- _FONTE_
Ao retirar o direito à manifestação de interesse em vésperas das eleições europeias, o governo de Luís Montenegro dificultou a vida a milhares de imigrantes em Portugal. O mecanismo da manifestação de interesse permitia aos imigrantes que não estivessem regularizados em Portugal, darem início ao seu processo de regularização.

Em resposta, 57 associações de imigrantes, coletivos e organizações da sociedade civil convocaram uma ação de protesto para dia 25 de outubro, pelas 15h, em frente à Assembleia da República. Com um espaço público em que cada vez há mais ataques aos imigrantes, e um contexto político de tendência para a extrema-direita, os trabalhadores e trabalhadoras imigrantes vão sair à rua para se manifestarem pelo retorno das manifestações de interesse.

Timóteo Macedo é presidente e ativista da Solidariedade Imigrante, uma das associações que convoca a manifestação e que lida no terreno com os processos de integração dos imigrantes. Em entrevista exclusiva ao Esquerda, fala sobre a ação de dia 25 de outubro, a crescente retórica anti-imigrante e os processos de luta coletiva e de alianças contra essa mesma retórica e política.


Que expectativas tens sobre a ação de protesto marcada para dia 25 de outubro?

Vai ser enorme, na minha perspetiva, pelo trabalho que a Solidariedade Imigrante está a fazer. Pertencemos a um movimento subscrito por mais 57 associações de imigrantes, coletivos e organizações da sociedade civil, e no terreno estamos a trabalhar bastante. Fomos a São Teotónio na semana passada, no próximo domingo vamos outra vez ao Alentejo falar com trabalhadores agrícolas. Queremos mobilizá-los para terem voz, porque os imigrantes são os principais protagonistas desta luta, não é mais ninguém. E se eles não lutarem pelos seus direitos, ninguém vai lutar por eles. Por isso é que nós estamos a fazer este apelo. Vai ser um momento importante para que o mecanismo para a regularização permanente dos imigrantes possa efetivamente retornar à lei de imigração.

Qual é a importância do retorno desse mecanismo?

Nós queremos políticas públicas que devem ser justas, humanas, que devem contemplar o próprio, a própria integração dos imigrantes na sociedade portuguesa, e que devem combater a exploração escrava que existe, infelizmente. Nunca houve portas escancaradas neste país. As pessoas vieram e havia sempre o cuidado de que as pessoas quando chegam e trabalham devem estar protegidas, devem ter a sua manifestação de interesse ou outro mecanismo que possibilite que as pessoas digam: “Estou aqui, estou a trabalhar estou a descontar para a segurança social, eu mereço ser respeitado”. E é por isso que estamos aqui a combater a exploração escrava. No futuro, Portugal precisa de milhões de pessoas. A Europa precisa de milhões de pessoas. Portugal não pode ser um país de porta fechadas, portanto este Governo atual não pode andar de cedência em cedência às políticas da extrema-direita.

Há um contexto mais profundo na convocação desta ação de protesto, então.

[Entradas da coleção]

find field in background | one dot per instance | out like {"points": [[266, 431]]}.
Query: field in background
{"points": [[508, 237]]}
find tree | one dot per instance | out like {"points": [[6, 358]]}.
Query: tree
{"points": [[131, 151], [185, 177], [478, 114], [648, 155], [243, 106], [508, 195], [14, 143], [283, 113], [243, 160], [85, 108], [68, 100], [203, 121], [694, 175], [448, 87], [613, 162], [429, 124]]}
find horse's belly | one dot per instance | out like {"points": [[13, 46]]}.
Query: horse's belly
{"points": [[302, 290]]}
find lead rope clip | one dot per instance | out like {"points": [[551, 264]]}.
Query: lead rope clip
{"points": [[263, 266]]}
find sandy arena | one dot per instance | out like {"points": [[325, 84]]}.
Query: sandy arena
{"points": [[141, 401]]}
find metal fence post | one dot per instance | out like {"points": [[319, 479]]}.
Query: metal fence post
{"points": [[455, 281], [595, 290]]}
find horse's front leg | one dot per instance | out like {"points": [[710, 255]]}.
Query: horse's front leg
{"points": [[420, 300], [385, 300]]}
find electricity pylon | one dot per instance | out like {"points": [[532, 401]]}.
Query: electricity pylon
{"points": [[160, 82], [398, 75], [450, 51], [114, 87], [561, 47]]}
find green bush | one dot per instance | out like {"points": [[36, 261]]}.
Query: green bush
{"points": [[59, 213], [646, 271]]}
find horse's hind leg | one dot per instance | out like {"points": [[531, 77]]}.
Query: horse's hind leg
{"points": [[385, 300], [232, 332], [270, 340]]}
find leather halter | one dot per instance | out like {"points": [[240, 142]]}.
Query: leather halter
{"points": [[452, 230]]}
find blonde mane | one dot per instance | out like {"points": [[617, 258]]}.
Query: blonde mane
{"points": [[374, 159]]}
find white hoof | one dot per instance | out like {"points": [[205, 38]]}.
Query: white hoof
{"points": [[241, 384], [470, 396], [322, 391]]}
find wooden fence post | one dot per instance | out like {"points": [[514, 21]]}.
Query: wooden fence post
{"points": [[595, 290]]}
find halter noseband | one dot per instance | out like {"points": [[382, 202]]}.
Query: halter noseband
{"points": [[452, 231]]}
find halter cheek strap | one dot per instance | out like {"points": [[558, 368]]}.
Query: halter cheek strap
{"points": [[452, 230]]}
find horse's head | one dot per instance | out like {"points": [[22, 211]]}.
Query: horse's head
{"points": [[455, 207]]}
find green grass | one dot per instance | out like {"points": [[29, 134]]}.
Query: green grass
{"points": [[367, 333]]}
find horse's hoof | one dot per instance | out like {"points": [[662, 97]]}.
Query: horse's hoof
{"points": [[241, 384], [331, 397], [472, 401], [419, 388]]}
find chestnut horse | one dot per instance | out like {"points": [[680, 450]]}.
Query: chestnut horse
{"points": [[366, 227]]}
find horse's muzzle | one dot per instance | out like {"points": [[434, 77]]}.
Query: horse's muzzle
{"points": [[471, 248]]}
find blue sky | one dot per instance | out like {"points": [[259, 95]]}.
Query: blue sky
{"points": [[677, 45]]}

- _O EXERCÍCIO_
Por favor, enumera cada uma das afirmações que a entrevista põe entre aspas como aquilo que as pessoas que chegam e trabalham em Portugal devem poder dizer.

- _RESPOSTA À TAREFA_
- Estou aqui
- estou a trabalhar
- estou a descontar para a segurança social
- eu mereço ser respeitado